Backgrounder: History of ''Peking Man'' Site at Zhoukoudian Caves
China Wednesday began a rescue excavation in the Zhoukoudian Caves in a suburb of Beijing, where the skulls of "Peking Man," or Homo erectus, were found in the 1920s and 1930s.
The following is a chronology of excavation and finds at the site:
In February 1918, Johann Gunnar Andersson, a famous Swedish geologist and archaeologist, made a survey at the hill near Zhoukoudian, which was then called "Chicken Bone Hill", and colleted numerous rodent fossils. These fossils had been mistaken by local people for chicken bones, giving rise to the name of the hill. The site was later designated as Locality 6 of the "Peking Man" site. This survey inspired further expeditions.
Between 1921 and 1922, Andersson and Otto Zdansky, an Austrian paleontologist, started an excavation at another hill near Zhoukoudian. They found two human-like teeth, an upper molar and an unerupted lower premolar. These finds surprised scientists, since at that time, no such ancient human fossil had been found anywhere in Asia.

▶ [EXTRACTED DATA]:
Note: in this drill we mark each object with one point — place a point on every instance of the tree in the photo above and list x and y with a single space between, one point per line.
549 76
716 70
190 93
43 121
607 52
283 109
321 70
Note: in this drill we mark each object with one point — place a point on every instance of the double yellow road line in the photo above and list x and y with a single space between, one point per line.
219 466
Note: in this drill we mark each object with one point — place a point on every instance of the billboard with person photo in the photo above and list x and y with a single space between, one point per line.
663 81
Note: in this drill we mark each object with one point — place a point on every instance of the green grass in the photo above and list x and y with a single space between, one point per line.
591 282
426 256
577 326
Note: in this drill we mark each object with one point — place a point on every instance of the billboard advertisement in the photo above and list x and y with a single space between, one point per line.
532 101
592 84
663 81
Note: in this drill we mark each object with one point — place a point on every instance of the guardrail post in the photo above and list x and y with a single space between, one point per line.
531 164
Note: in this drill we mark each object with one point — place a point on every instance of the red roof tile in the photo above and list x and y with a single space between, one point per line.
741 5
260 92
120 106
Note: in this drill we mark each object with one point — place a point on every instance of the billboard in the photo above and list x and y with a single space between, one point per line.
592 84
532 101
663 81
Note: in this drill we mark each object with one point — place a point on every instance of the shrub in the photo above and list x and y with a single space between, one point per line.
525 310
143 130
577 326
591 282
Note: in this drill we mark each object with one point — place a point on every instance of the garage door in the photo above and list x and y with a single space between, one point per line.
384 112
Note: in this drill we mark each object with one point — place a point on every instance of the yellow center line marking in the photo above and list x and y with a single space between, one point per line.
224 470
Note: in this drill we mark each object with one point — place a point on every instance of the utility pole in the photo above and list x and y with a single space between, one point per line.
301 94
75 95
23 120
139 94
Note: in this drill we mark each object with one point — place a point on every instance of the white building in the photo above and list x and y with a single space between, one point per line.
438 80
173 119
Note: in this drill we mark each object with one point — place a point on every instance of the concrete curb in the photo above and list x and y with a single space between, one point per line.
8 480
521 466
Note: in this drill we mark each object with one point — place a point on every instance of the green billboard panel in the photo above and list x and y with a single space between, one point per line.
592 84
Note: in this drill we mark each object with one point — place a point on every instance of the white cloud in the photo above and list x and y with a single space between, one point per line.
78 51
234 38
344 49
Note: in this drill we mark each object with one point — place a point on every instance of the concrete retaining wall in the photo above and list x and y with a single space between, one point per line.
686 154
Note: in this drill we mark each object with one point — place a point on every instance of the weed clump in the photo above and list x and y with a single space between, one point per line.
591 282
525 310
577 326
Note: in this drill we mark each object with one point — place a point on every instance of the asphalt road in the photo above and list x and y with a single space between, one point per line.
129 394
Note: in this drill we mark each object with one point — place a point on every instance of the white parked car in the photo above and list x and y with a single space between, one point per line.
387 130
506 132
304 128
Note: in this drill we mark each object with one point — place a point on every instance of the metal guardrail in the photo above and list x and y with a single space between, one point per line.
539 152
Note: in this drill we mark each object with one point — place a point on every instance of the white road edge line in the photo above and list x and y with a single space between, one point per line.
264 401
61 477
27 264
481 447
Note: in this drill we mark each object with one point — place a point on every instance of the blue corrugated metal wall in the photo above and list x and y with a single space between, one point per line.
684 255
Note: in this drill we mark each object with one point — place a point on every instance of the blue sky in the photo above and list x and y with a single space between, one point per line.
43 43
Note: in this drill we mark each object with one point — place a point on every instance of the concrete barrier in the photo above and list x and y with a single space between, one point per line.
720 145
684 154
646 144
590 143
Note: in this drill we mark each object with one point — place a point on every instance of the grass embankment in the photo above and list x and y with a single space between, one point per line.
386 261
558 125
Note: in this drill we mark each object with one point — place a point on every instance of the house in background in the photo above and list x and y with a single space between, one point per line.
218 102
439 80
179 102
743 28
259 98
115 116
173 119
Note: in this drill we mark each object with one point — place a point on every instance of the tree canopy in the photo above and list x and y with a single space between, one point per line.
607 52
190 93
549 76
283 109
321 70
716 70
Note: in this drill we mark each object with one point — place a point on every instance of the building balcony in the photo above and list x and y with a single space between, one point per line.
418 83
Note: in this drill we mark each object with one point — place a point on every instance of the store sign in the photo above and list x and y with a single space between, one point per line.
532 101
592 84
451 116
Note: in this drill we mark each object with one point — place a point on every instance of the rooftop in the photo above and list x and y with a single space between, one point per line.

▶ [JOBS]:
• A. According to the Zhoukoudian backgrounder, why was the hill near Zhoukoudian once called "Chicken Bone Hill"?
• B. Translate this sentence from the Zhoukoudian backgrounder into Spanish: "These fossils had been mistaken by local people for chicken bones, giving rise to the name of the hill."
• C. Carry on the Zhoukoudian backgrounder from its last sentence.

▶ [ANSWERS FOR THIS EXERCISE]:
• A. Local people had mistaken the rodent fossils found there for chicken bones.

• B. Los lugareños habían confundido estos fósiles con huesos de pollo, lo que dio origen al nombre de la colina.

• C.
In 1921, Davidson Black, a Canadian anthropologist, studied the upper molar. He classified the specimen under Hominidae, a new genus, and a new species, "Sinanthropus pekinensis Black and Zdansky". An American geologist, William Grabau, gave it the popular name "Peking Man".
Weng Wenhao, the director of the Geological Survey of China, and Black started a research program at the site in February 1927.The systematic excavation of the Zhoukoudian Site began thereafter.
In 1928, C. C. Young, a famous Chinese paleontologist, and Pei Wenzhong, a young Chinese geologist, joined the excavation. Two lower jaws of "Peking Man" were unearthed in this year.
The most important discovery of all occurred on Dec. 2, 1929. Pei found the first, and almost complete, skull cap of "Peking Man" in the red sandy clay in a branching cave where a fissure crosses the main cave.
In 1930, the second skull was discovered in the spring. It was found and restored from a block of sediment near where the first skullcap was found.
In 1932, the scale of the excavation was large, with more than 100 workers a day at the site.
The most fruitful year was 1936, when three complete skullcaps were unearthed by Jia Lanpo, then a technician and later a world famous archaeologist.
The excavation ended in 1937 when the Japanese army invaded China. After the war, parts of another skull were found in 1966. (Xinhua)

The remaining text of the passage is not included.